■ **GIVEN ENTRIES**
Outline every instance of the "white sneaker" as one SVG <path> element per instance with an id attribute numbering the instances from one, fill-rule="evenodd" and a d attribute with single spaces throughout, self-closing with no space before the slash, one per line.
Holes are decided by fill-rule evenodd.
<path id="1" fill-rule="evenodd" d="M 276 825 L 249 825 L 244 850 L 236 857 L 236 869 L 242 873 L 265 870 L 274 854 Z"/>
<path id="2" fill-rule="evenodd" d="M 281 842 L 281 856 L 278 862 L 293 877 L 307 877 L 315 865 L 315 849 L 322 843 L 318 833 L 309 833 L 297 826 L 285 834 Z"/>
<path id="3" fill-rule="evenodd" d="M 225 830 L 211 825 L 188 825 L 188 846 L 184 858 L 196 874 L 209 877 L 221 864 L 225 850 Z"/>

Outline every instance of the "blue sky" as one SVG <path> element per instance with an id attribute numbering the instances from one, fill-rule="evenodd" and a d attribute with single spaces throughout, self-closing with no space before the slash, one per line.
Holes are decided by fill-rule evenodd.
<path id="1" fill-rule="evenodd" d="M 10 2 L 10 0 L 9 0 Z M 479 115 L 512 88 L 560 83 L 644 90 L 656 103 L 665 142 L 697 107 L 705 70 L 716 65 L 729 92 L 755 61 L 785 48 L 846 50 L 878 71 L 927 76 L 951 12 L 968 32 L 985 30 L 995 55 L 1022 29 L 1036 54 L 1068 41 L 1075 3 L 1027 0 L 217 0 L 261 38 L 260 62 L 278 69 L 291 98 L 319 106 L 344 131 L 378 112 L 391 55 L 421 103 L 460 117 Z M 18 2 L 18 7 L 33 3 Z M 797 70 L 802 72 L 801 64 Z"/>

■ **DIRECTIONS FOR THIS TASK**
Output the records above in full, with nothing altered.

■ **PROBLEM SOLUTION**
Outline every instance of the "white sneaker" as one SVG <path> element per instance with an id attribute numbering the instances from one, fill-rule="evenodd" and a d attribute with single spaces throughout, self-closing with no space before the slash, one per line.
Holes are decided by fill-rule evenodd.
<path id="1" fill-rule="evenodd" d="M 276 825 L 249 825 L 244 850 L 236 857 L 236 869 L 242 873 L 265 870 L 274 854 Z"/>
<path id="2" fill-rule="evenodd" d="M 281 842 L 281 856 L 278 862 L 293 877 L 307 877 L 315 865 L 315 849 L 322 843 L 318 833 L 309 833 L 297 826 L 285 834 Z"/>
<path id="3" fill-rule="evenodd" d="M 225 830 L 211 825 L 188 825 L 188 846 L 184 858 L 196 874 L 209 877 L 221 864 L 225 850 Z"/>

Outline every instance of the "blue sky" as one SVG <path> element per instance with an id attribute numbering the instances from one, fill-rule="evenodd" and a d attribute with single spaces throughout, self-closing with no space before the slash, one per line.
Holes are decided by fill-rule evenodd.
<path id="1" fill-rule="evenodd" d="M 10 2 L 10 0 L 9 0 Z M 479 115 L 512 88 L 560 83 L 644 90 L 656 103 L 665 142 L 697 107 L 705 70 L 716 65 L 729 92 L 755 61 L 785 48 L 846 50 L 878 71 L 927 76 L 951 12 L 968 32 L 985 30 L 995 55 L 1022 29 L 1036 54 L 1068 41 L 1075 3 L 1027 0 L 217 0 L 261 38 L 260 62 L 278 69 L 291 98 L 319 106 L 344 131 L 378 112 L 391 55 L 421 103 L 460 117 Z M 18 2 L 18 7 L 33 3 Z M 797 70 L 802 72 L 801 64 Z"/>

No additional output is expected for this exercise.